## Exercise prompt
Reproduce every row below line for line, without changing a single character.

=====

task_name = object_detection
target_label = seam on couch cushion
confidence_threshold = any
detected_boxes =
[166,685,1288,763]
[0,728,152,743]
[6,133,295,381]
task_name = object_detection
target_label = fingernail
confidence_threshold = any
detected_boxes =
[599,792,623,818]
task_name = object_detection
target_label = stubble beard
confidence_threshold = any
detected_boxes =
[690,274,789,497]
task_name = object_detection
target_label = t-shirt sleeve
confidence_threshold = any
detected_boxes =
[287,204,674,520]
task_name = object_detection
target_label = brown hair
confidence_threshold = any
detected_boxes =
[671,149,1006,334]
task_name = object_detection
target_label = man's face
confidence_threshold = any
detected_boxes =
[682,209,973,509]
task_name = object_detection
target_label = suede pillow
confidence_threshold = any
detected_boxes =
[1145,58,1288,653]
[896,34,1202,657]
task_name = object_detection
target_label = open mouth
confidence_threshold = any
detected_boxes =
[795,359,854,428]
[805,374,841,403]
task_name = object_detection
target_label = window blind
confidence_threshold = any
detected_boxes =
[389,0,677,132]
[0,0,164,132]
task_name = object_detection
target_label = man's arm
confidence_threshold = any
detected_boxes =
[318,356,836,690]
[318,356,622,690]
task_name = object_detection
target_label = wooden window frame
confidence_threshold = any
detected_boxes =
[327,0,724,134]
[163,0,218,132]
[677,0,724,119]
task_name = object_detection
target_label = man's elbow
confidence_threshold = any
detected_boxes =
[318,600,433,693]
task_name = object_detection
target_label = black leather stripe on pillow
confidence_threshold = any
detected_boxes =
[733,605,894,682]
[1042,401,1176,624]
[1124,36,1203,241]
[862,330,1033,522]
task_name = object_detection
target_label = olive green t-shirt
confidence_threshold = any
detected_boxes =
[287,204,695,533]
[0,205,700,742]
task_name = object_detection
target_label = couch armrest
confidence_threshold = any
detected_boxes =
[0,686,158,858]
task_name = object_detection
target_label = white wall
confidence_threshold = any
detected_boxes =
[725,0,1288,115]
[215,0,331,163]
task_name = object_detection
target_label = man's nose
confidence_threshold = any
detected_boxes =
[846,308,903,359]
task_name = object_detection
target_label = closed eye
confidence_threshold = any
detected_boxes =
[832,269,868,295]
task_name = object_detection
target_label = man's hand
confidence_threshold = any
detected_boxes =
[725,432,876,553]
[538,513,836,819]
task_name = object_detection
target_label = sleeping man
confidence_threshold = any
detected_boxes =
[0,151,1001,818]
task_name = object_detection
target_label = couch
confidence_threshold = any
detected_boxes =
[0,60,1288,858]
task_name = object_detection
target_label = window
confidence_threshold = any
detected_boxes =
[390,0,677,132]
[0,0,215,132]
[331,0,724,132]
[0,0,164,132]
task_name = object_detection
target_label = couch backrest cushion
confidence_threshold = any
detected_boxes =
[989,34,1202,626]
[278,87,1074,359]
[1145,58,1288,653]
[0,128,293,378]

=====

## Result of the task
task_name = object_detection
target_label = seam on couch cushion
confidence_threshold = any
detected_boxes =
[166,685,1288,763]
[0,728,152,743]
[6,133,295,381]
task_name = object_detection
target_label = fingernail
confidence_threshold = any
detected_boxes =
[599,792,623,818]
task_name = object_detection
target_label = stubble beard
confidence_threshold = any
detected_boxes =
[690,274,789,497]
task_name = object_detection
target_label = t-shirt sleeve
confidence_threshold = any
detected_boxes =
[287,204,674,520]
task_name = object_detection
target_label = brown hair
confidence_threshold = any
detected_boxes =
[671,149,1006,334]
task_name = object_detection
target_label = man's face
confidence_threshold = any
detected_boxes =
[682,209,973,509]
task_name = object_detection
target_label = suede pillow
confidence_threshold = any
detected_boxes =
[1145,58,1288,653]
[896,34,1202,657]
task_name = object_detection
target_label = open mouth
confidence_threshold = any
detected_boxes =
[795,359,854,428]
[805,374,841,403]
task_name = object_detection
target_label = window blind
confidence_threshold = any
detected_boxes =
[389,0,677,132]
[0,0,164,132]
task_name = object_detection
target_label = man's arm
confidence_threshold = any
detected_boxes =
[318,356,836,690]
[318,356,622,690]
task_name = object_detection
target_label = wooden window frame
confidence_threshold = any
detected_boxes =
[327,0,724,134]
[163,0,218,132]
[677,0,724,119]
task_name = object_detection
target_label = man's elbow
confidence_threshold = any
detected_boxes =
[318,600,433,693]
task_name = object_detection
target_label = black leather stripe on pillow
confidence_threshold = any
detected_boxes =
[733,605,894,682]
[1042,401,1176,624]
[1124,36,1203,241]
[862,330,1033,522]
task_name = object_detection
target_label = olive green t-shirt
confidence_threshold = any
detected_boxes =
[287,204,695,533]
[0,205,700,742]
task_name = object_detection
target_label = couch armrest
confidence_threshold = any
detected_boxes =
[0,686,158,858]
task_name = object_detection
target_label = white wall
confidence_threshold = any
detected_boxes =
[725,0,1288,115]
[215,0,331,163]
task_name = object_detection
target_label = man's nose
confidence_threshold = any
detected_boxes =
[846,308,903,359]
task_name = object_detection
target_label = closed eye
confidence_threshold = any
detected_boxes =
[832,269,868,295]
task_name = object_detection
target_label = man's hand
confidence_threshold = any
detected_boxes =
[725,432,876,553]
[538,513,836,819]
task_name = object_detection
target_label = sleeping man
confidence_threshold = any
detected_boxes =
[0,151,1001,818]
task_name = object_detection
target_label = couch
confidence_threshold = any
detected_boxes =
[0,60,1288,858]
task_name = object_detection
target_label = window
confidence_threshold = any
detected_boxes =
[390,0,677,132]
[0,0,215,132]
[331,0,724,132]
[0,0,164,132]
task_name = object_detection
target_label = couch backrest cushion
confidence_threshold = any
detected_boxes =
[989,34,1202,626]
[278,87,1074,359]
[1145,58,1288,653]
[0,128,293,378]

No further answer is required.